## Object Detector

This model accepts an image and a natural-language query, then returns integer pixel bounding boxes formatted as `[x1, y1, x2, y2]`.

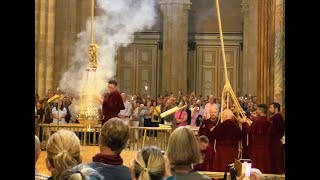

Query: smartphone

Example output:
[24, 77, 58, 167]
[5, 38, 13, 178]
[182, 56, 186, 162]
[240, 159, 252, 177]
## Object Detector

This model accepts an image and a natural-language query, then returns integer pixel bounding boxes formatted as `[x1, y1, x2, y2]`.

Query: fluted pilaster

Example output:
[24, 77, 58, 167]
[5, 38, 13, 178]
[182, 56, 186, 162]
[160, 0, 191, 94]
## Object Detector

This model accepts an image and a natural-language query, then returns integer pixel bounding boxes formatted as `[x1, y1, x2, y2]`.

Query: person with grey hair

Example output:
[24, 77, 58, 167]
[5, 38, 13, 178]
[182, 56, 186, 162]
[60, 164, 103, 180]
[34, 135, 49, 180]
[45, 129, 82, 180]
[166, 126, 210, 180]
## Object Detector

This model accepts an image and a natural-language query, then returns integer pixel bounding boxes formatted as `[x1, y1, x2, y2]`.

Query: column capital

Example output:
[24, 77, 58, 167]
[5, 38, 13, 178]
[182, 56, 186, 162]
[241, 1, 249, 19]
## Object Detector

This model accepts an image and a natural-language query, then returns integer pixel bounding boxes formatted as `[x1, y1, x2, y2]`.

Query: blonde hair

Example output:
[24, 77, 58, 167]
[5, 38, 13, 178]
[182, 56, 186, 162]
[99, 118, 129, 154]
[34, 135, 40, 156]
[221, 109, 234, 122]
[199, 135, 209, 143]
[60, 164, 103, 180]
[167, 126, 202, 165]
[46, 129, 80, 179]
[134, 146, 165, 180]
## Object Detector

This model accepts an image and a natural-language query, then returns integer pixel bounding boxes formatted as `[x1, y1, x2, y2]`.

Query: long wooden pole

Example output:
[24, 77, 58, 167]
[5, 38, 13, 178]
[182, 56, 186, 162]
[216, 0, 229, 82]
[91, 0, 94, 43]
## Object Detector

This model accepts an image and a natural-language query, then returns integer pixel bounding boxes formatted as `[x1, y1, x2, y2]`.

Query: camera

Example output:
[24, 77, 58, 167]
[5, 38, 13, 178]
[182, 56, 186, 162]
[240, 159, 252, 177]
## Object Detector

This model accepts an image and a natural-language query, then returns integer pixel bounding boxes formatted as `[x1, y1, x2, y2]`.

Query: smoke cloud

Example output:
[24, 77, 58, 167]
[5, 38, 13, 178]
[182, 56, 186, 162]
[59, 0, 157, 116]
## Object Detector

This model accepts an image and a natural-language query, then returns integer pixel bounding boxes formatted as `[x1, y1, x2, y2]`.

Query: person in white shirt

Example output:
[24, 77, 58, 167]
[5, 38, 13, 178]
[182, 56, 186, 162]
[118, 93, 132, 124]
[204, 95, 219, 119]
[52, 100, 67, 123]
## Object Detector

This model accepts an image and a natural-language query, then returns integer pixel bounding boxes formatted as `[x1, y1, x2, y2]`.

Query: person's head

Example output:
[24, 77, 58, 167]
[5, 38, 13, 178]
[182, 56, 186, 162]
[250, 168, 265, 180]
[208, 95, 214, 104]
[121, 93, 127, 101]
[269, 102, 281, 114]
[108, 80, 118, 92]
[221, 109, 234, 122]
[99, 117, 129, 154]
[34, 135, 41, 163]
[210, 106, 218, 119]
[199, 135, 209, 151]
[46, 129, 82, 179]
[36, 100, 42, 108]
[257, 104, 268, 116]
[133, 146, 165, 180]
[167, 126, 202, 165]
[60, 164, 103, 180]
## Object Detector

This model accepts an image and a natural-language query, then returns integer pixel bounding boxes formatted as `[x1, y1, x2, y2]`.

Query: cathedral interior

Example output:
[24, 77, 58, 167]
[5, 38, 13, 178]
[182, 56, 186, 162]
[35, 0, 285, 107]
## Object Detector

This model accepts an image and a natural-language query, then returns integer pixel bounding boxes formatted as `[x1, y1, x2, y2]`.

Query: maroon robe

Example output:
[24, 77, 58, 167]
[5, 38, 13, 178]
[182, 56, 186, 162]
[242, 123, 252, 159]
[198, 119, 217, 171]
[270, 113, 285, 174]
[102, 91, 125, 125]
[213, 119, 243, 172]
[193, 146, 209, 171]
[247, 116, 271, 174]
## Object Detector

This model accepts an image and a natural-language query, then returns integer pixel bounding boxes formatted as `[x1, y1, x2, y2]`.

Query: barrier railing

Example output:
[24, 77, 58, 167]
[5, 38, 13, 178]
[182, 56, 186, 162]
[37, 123, 101, 146]
[198, 171, 285, 180]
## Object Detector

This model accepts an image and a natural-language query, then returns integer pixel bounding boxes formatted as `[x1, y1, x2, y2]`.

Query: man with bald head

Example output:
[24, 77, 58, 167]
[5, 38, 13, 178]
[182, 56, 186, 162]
[212, 109, 243, 172]
[204, 95, 219, 119]
[197, 106, 218, 171]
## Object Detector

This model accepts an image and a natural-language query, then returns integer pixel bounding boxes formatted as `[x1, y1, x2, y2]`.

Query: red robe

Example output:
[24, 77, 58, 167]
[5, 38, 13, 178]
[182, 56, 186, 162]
[213, 119, 243, 172]
[242, 123, 252, 159]
[247, 116, 271, 174]
[102, 91, 125, 125]
[270, 113, 285, 174]
[198, 119, 217, 171]
[193, 149, 209, 171]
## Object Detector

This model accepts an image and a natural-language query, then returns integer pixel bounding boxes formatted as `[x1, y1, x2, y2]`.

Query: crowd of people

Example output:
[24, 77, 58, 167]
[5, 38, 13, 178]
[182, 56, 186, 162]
[35, 117, 261, 180]
[35, 80, 284, 179]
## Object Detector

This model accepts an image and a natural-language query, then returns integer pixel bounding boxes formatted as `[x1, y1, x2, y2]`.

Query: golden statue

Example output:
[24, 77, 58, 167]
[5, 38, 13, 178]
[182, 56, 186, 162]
[87, 43, 99, 69]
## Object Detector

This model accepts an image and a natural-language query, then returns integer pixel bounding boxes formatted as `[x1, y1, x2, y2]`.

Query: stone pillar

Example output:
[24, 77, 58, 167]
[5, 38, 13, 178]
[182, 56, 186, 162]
[45, 0, 56, 93]
[241, 0, 258, 96]
[34, 0, 40, 92]
[160, 0, 191, 95]
[257, 0, 275, 104]
[35, 1, 48, 98]
[54, 0, 77, 88]
[274, 0, 285, 109]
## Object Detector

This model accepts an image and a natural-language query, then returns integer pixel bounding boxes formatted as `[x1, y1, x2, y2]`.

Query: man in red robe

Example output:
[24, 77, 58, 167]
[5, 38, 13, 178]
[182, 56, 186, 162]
[102, 80, 125, 125]
[193, 135, 209, 171]
[213, 109, 243, 172]
[198, 106, 218, 171]
[269, 102, 285, 174]
[247, 104, 271, 174]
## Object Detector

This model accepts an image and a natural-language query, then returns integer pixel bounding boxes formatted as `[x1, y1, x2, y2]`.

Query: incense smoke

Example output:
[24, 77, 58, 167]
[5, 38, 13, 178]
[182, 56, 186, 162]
[59, 0, 157, 117]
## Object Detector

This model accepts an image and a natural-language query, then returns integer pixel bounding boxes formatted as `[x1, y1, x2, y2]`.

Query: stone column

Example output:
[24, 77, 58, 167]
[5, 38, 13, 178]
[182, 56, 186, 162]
[54, 0, 77, 88]
[257, 0, 275, 104]
[34, 0, 40, 92]
[241, 0, 258, 96]
[160, 0, 191, 95]
[274, 0, 285, 109]
[46, 0, 56, 93]
[35, 1, 48, 98]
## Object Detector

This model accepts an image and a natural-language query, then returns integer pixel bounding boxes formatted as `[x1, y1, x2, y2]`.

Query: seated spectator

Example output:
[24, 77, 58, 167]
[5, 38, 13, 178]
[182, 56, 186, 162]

================

*SHORT EXERCISE*. Copy out every line of the material above that contains the word "column".

*TASK SOLUTION*.
Query: column capital
Query: stone column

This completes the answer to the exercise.